— START —

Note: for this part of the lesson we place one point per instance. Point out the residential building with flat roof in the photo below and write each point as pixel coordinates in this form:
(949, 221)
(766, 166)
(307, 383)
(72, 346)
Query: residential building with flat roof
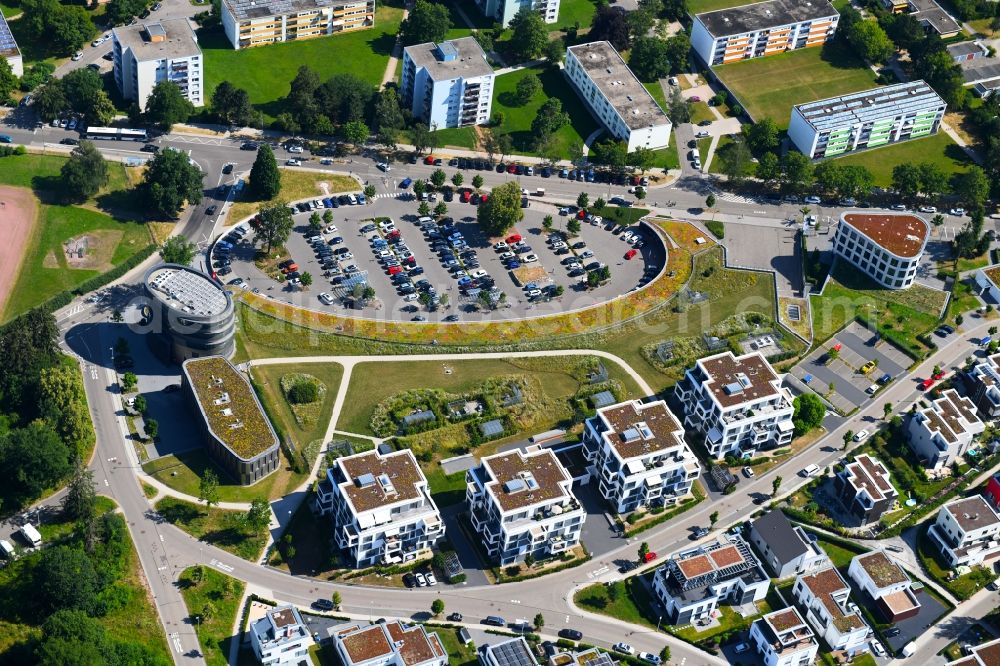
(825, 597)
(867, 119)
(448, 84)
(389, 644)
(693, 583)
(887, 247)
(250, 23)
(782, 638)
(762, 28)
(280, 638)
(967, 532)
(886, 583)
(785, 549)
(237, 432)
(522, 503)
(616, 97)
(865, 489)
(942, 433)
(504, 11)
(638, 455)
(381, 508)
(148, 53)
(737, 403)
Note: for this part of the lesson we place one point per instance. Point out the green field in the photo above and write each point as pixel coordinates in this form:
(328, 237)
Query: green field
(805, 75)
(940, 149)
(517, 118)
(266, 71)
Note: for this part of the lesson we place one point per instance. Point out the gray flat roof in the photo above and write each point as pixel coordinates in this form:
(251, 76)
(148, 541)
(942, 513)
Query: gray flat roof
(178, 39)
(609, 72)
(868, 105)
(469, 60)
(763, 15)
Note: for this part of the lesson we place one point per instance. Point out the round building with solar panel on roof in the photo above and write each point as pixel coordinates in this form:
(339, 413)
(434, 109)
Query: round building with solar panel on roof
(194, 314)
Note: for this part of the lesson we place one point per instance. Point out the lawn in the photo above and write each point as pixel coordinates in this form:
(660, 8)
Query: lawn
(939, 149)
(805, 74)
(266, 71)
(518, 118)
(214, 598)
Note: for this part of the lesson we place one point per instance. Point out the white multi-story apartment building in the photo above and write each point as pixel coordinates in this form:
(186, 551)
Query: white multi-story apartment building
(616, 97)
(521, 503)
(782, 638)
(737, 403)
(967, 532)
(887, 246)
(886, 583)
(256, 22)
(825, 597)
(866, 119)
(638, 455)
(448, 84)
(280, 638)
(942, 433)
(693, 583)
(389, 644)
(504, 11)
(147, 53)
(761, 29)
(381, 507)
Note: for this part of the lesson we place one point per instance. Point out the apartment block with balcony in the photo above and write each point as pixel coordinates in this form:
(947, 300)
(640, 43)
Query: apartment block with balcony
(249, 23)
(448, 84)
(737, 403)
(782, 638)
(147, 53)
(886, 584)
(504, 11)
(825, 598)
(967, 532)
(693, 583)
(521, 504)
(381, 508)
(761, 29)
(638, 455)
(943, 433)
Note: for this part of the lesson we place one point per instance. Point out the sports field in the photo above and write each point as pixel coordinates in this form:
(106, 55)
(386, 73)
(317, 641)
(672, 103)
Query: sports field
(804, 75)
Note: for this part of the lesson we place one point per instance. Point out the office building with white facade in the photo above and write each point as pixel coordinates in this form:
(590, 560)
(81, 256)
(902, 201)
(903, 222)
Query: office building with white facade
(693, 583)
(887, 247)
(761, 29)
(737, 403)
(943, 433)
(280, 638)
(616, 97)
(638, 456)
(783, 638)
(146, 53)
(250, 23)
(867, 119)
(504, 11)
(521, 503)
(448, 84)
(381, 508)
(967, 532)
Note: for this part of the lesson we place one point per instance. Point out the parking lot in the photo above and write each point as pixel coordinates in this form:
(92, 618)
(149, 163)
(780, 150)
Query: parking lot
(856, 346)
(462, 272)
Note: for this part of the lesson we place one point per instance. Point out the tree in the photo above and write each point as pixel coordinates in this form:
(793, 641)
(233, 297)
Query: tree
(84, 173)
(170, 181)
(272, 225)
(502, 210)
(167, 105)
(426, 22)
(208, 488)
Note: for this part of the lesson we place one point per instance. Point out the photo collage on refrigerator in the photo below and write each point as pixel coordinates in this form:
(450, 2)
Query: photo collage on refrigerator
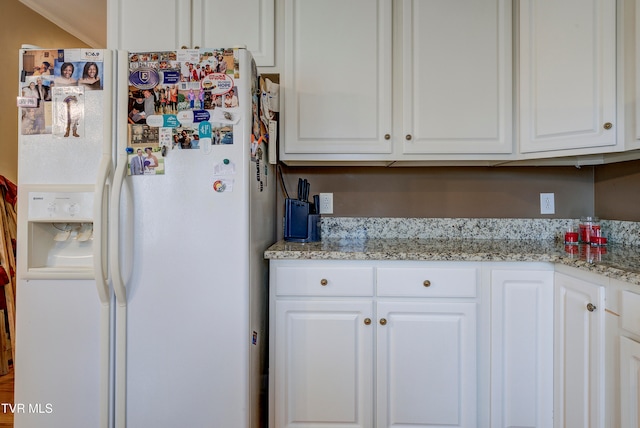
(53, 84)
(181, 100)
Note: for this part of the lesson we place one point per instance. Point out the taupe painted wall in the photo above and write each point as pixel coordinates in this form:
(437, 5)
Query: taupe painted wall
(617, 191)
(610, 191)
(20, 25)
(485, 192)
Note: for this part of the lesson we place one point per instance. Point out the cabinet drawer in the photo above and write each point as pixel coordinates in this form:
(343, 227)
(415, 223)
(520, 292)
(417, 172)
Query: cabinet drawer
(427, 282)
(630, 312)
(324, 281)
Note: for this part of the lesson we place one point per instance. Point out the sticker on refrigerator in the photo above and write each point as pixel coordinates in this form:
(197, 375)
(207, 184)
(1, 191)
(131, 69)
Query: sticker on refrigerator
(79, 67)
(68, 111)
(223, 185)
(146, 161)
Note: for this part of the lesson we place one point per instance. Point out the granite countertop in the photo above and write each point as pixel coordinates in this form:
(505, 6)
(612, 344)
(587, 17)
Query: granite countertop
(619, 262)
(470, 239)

— END —

Reproduce the whole listing above word for word, but not its pictures.

Note: for this part of the lesson we place one point per instance. Point out the residential building with flat roof in the photo below and write each point as pixel coordinates in this form:
(949, 221)
(766, 166)
(307, 383)
(72, 346)
Query: residential building with flat roof
(825, 597)
(867, 119)
(448, 84)
(389, 644)
(693, 583)
(887, 247)
(250, 23)
(782, 638)
(762, 28)
(280, 638)
(967, 532)
(886, 583)
(785, 549)
(237, 432)
(522, 503)
(616, 97)
(865, 489)
(942, 433)
(504, 11)
(638, 455)
(381, 508)
(148, 53)
(737, 403)
Note: for this part of the lesson we place one point per instance. Point out the green field in the photo above and write each point as pixel coordinates in this form:
(328, 237)
Query: green field
(805, 75)
(940, 149)
(517, 118)
(266, 71)
Note: for this part of the lesson we place one point per instance. Point out the gray flat roof in the photo above and write each point as pixel coordinates in this form:
(251, 76)
(148, 541)
(942, 513)
Query: gray flat roof
(178, 39)
(609, 72)
(868, 105)
(469, 60)
(763, 15)
Note: for this part of the lesson we place one point per instance. Point out the round building with solar panel on roof in the photo above and write each point as pixel coordinates in this form:
(339, 413)
(434, 109)
Query: round building with solar panel on roof
(194, 314)
Note: for this part of the lesson we place one point per instance. Point out the lawn in the photo above and write each point as pixel coordinates in this form:
(660, 8)
Query: lawn
(939, 149)
(805, 74)
(266, 71)
(518, 118)
(214, 598)
Note: for this part of the lesson we place one point per instance. Point out the white multi-story apartment building in the photo above and write each point as pixel coordinates in this form:
(186, 551)
Query: white multi-story apartment building
(616, 97)
(521, 503)
(782, 638)
(737, 403)
(967, 532)
(887, 246)
(886, 583)
(256, 22)
(825, 597)
(866, 119)
(638, 455)
(448, 84)
(280, 638)
(942, 433)
(693, 583)
(389, 644)
(504, 11)
(147, 53)
(761, 29)
(381, 507)
Note: for this part of the lesson we place one point per instance. Point out the apartment block with balcony in the photo above and write each point as pixel coordinates in this form:
(947, 300)
(640, 43)
Query: apartment block with balcony
(249, 23)
(448, 84)
(737, 403)
(782, 638)
(147, 53)
(886, 584)
(504, 11)
(825, 598)
(967, 532)
(693, 583)
(521, 504)
(381, 508)
(761, 29)
(638, 455)
(943, 433)
Note: for this part of the lesson we place one point per instance. Point out the sports field in the photo above and write each point as pixel coordinates in this form:
(106, 55)
(386, 73)
(317, 641)
(672, 103)
Query: sports field
(804, 75)
Note: for this part of the lesson we place one point per instance. Point out the office building with white facade in the photo above and write each point as pixel coordinates in this form:
(590, 560)
(81, 256)
(902, 201)
(903, 222)
Query: office building with white facade
(693, 583)
(887, 247)
(761, 29)
(737, 403)
(943, 433)
(280, 638)
(616, 97)
(638, 456)
(783, 638)
(146, 53)
(250, 23)
(867, 119)
(504, 11)
(521, 503)
(448, 84)
(381, 508)
(967, 532)
Note: for this part of the lesson we place one point per instance. Point out the parking lot in the photo above and write each point as pixel coordinates in this form:
(92, 618)
(149, 163)
(780, 150)
Query: parking lot
(856, 346)
(462, 272)
Note: for this part of the lesson we place one point per instance. Point out the tree in the photo above and write each point as pixel coordinates in this form:
(793, 641)
(233, 297)
Query: tree
(84, 173)
(170, 181)
(272, 225)
(502, 210)
(167, 105)
(426, 22)
(208, 488)
Note: for this part of the lesson we place one point per instance. Point out the photo collage on refrigerator in the photo below and write each point as pixel coordinates in this form:
(450, 2)
Query: photo collage on refrigerator
(53, 84)
(181, 100)
Note: for this part of the lesson we place one point per instance. Point out the taupe painted wall in the photo above and write each point as pixel coordinates in this form:
(437, 5)
Query: taupe painted wall
(617, 191)
(610, 191)
(20, 25)
(485, 192)
Note: for this part of the lesson we place one point per instance. Point out the cabinet drawer in the photo above and write each point as pixel coordinates in this form:
(343, 227)
(415, 223)
(520, 292)
(417, 172)
Query: cabinet drawer
(427, 282)
(630, 312)
(324, 281)
Note: for this part of the lesson we place one point per instance. Point out the sticker on refrigerator in the photo above and write each point as pixel coordinates in this form:
(197, 375)
(207, 184)
(1, 191)
(131, 69)
Query: sticker on refrigerator
(79, 67)
(68, 111)
(223, 185)
(146, 161)
Note: for this part of the lesson we place one point per instance. Point out the granite countertop in the photo above and write each point as pixel coordinates in this form:
(505, 6)
(612, 344)
(587, 17)
Query: granite countertop
(619, 262)
(470, 239)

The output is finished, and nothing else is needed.